* [WRITTEN EXERCISE] Copy every one of the following lines verbatim, without altering anything.

(Coordinate annotation entries)
# # #
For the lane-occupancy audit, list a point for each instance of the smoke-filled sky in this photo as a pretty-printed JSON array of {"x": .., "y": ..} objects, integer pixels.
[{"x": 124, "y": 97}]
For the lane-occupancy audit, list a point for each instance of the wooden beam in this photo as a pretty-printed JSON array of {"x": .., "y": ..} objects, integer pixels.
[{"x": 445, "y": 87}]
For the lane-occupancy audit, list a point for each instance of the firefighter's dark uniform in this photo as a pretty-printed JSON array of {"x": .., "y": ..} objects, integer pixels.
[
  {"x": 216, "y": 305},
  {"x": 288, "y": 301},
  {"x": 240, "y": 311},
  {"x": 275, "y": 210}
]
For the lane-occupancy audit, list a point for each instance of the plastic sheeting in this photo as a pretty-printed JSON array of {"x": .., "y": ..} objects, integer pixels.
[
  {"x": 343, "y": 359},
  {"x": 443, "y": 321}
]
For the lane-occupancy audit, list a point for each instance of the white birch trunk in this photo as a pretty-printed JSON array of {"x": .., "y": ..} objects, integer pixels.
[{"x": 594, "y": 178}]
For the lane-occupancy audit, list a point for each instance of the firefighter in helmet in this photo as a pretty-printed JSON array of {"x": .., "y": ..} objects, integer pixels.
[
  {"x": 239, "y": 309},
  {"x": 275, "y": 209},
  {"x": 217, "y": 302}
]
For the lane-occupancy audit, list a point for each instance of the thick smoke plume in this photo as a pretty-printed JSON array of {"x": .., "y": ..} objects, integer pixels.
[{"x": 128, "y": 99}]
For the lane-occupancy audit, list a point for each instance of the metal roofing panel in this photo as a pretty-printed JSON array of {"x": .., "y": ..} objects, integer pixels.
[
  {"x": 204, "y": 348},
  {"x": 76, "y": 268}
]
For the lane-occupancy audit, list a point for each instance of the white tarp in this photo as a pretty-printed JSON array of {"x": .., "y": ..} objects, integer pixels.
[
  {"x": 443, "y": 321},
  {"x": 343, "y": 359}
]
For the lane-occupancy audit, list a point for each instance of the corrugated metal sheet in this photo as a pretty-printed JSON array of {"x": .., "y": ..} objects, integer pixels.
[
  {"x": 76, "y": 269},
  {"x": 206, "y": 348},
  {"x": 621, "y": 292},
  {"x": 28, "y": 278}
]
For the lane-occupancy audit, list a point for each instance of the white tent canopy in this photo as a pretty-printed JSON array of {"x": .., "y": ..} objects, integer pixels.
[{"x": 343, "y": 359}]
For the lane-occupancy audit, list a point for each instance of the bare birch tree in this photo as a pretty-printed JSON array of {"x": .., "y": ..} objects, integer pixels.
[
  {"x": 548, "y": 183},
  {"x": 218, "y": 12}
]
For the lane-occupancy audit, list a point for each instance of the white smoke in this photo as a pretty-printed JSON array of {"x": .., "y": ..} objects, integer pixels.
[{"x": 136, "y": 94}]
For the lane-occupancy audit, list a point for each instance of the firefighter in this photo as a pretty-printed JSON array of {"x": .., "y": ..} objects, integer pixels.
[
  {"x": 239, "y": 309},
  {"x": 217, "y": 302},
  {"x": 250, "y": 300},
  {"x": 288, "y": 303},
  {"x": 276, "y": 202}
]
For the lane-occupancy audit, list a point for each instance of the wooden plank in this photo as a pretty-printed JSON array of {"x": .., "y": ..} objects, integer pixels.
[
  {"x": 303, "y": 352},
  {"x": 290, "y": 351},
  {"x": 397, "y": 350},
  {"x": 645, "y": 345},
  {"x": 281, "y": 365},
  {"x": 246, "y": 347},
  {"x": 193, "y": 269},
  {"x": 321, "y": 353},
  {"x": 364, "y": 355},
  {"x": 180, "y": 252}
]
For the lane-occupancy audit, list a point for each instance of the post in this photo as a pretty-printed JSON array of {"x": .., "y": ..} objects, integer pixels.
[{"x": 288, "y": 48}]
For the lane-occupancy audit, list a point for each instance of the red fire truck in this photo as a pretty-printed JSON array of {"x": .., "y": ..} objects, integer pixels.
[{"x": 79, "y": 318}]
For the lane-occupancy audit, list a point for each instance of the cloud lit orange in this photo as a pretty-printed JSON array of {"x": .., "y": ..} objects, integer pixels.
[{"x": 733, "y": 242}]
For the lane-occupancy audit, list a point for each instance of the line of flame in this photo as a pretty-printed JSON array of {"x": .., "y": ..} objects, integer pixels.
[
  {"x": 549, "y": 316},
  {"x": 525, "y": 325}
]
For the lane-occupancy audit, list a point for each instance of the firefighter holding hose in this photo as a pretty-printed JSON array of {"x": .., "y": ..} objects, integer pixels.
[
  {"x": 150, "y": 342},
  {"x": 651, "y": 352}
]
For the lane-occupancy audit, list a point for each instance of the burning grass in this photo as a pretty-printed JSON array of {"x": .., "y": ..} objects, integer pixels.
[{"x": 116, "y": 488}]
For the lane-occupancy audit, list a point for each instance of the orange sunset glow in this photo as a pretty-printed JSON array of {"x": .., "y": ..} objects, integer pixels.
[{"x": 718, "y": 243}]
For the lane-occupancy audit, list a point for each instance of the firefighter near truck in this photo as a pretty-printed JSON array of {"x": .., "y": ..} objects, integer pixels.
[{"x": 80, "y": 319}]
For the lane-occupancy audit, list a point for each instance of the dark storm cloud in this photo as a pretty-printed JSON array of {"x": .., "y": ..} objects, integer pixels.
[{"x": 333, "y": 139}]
# # #
* [SOLUTION TO THIS PROBLEM]
For the lane-occupancy audit, list a point for each instance of the smoke-filled sky in this photo as a pretty-printed JSON array of {"x": .., "y": ..} objects, integer pixels.
[{"x": 124, "y": 97}]
For the lane-occupancy audit, list a point for each instance of the wooden beam in this photo as a pretty-printed JSON array of {"x": .., "y": ..} objects, integer pixels.
[{"x": 445, "y": 87}]
For the lane-occupancy audit, list a point for each instance of the firefighter's dark uniform in this photo as a pretty-printed JSON array of {"x": .., "y": ..} objects, integer pixels.
[
  {"x": 216, "y": 305},
  {"x": 288, "y": 301},
  {"x": 240, "y": 311},
  {"x": 275, "y": 210}
]
For the lane-occupancy audit, list a point for each instance of the plastic sheeting in this photo as a pretty-printed JSON array of {"x": .., "y": ..} objects, integer pixels.
[
  {"x": 343, "y": 359},
  {"x": 443, "y": 321}
]
For the lane-occupancy audit, list a point for each instance of the white birch trunk in this photo as a pretty-printed JSON array of {"x": .., "y": ..} objects, integer pixels.
[{"x": 594, "y": 178}]
For the lane-occupancy audit, list a point for each instance of the firefighter in helmet in this photo as a pretty-printed JSON array of {"x": .., "y": ..} objects, integer pixels.
[
  {"x": 239, "y": 309},
  {"x": 275, "y": 209},
  {"x": 217, "y": 302}
]
For the lane-occupancy audit, list a point for each instance of the thick smoke plume in this photo as a pretty-printed JSON array of {"x": .., "y": ..} objects, integer pixels.
[{"x": 128, "y": 99}]
For the lane-occupancy audit, list a point for each instance of the metal roofing panel in this photo as a pretty-printed JSON array of {"x": .., "y": ..} objects, integer pixels.
[
  {"x": 204, "y": 348},
  {"x": 76, "y": 268}
]
For the lane-occupancy audit, list a point for each instance of the white tarp in this photo as a pretty-printed JSON array of {"x": .., "y": ..} objects, integer pixels.
[
  {"x": 443, "y": 321},
  {"x": 343, "y": 359}
]
For the lane-occupancy audit, list a point for each instance of the corrugated metal sheet in this photo as a pretty-printed JSON array of {"x": .., "y": ..} objects, integer pixels.
[
  {"x": 76, "y": 269},
  {"x": 206, "y": 348},
  {"x": 621, "y": 292},
  {"x": 28, "y": 278}
]
For the lane-occupancy audit, list a point for each instance of the white tent canopy in this photo as a pretty-printed JSON array of {"x": .., "y": ..} objects, integer pixels.
[{"x": 343, "y": 359}]
For the lane-occupancy audit, list a point for each instance of the bare birch tree in this photo as a pretty-printed JSON array of {"x": .., "y": ..} objects, integer pixels.
[
  {"x": 548, "y": 183},
  {"x": 218, "y": 12}
]
For the lane-occupancy audit, list a point for each instance of the white smoke in this photo as a pretty-printed JSON array of {"x": .., "y": ..} objects, integer pixels.
[{"x": 136, "y": 94}]
For the lane-occupancy audit, list a point for each instance of the firefighter in this photo as a pretty-printed JSON array of {"x": .., "y": ..} objects, integer pixels.
[
  {"x": 239, "y": 309},
  {"x": 217, "y": 302},
  {"x": 250, "y": 300},
  {"x": 288, "y": 303},
  {"x": 276, "y": 202}
]
For the lane-occupancy audit, list a point for each instance of the wooden plank in this photo as a pretty-printed JSON array of {"x": .., "y": ..} objects, integer pixels.
[
  {"x": 303, "y": 352},
  {"x": 290, "y": 351},
  {"x": 397, "y": 350},
  {"x": 645, "y": 345},
  {"x": 281, "y": 365},
  {"x": 246, "y": 347},
  {"x": 193, "y": 269},
  {"x": 321, "y": 353},
  {"x": 364, "y": 355},
  {"x": 180, "y": 252}
]
For the lane-occupancy audit, list a point for each instance of the post in this photo as a pretty-printed JSON array of {"x": .., "y": ..} objects, integer pixels.
[{"x": 288, "y": 48}]
For the lane-occupancy audit, list a point for each instance of the red fire truck in this photo as a pretty-printed JSON array of {"x": .., "y": ..} objects, integer pixels.
[{"x": 79, "y": 318}]
For the lane-occupancy audit, list a point for each instance of the cloud lit orange in this photo as a pretty-printed JSON array of {"x": .., "y": ..} objects, integer pixels.
[{"x": 733, "y": 242}]
For the lane-occupancy audit, list a point for each instance of the line of flame in this photo as a pretty-printed JSON array of {"x": .., "y": ..} objects, integer pixels.
[
  {"x": 549, "y": 316},
  {"x": 525, "y": 325}
]
For the lane-occupancy audit, list a point for each instance of the firefighter holding hose in this photo as a pretty-printed JSON array of {"x": .., "y": ..} objects, integer pixels.
[
  {"x": 150, "y": 342},
  {"x": 651, "y": 352}
]
For the lane-occupancy audit, list a point for each instance of the burning grass in this photo as a pretty-printed JSON array of {"x": .., "y": ..} objects, integer pixels.
[{"x": 116, "y": 488}]
For the lane-occupancy audit, list a point for each instance of the orange sunset glow in this photo as a pretty-printed JSON array of {"x": .., "y": ..} objects, integer pixels.
[{"x": 718, "y": 243}]
For the lane-occupancy audit, list a point for each instance of the firefighter near truck in this photo as a pretty-printed JSON array of {"x": .., "y": ..} objects, integer pixels.
[{"x": 80, "y": 319}]
For the lane-occupancy audit, list a point for each instance of the dark storm cloud in this photo as a pretty-printed JSON array of {"x": .., "y": ..} objects, integer pixels.
[{"x": 333, "y": 139}]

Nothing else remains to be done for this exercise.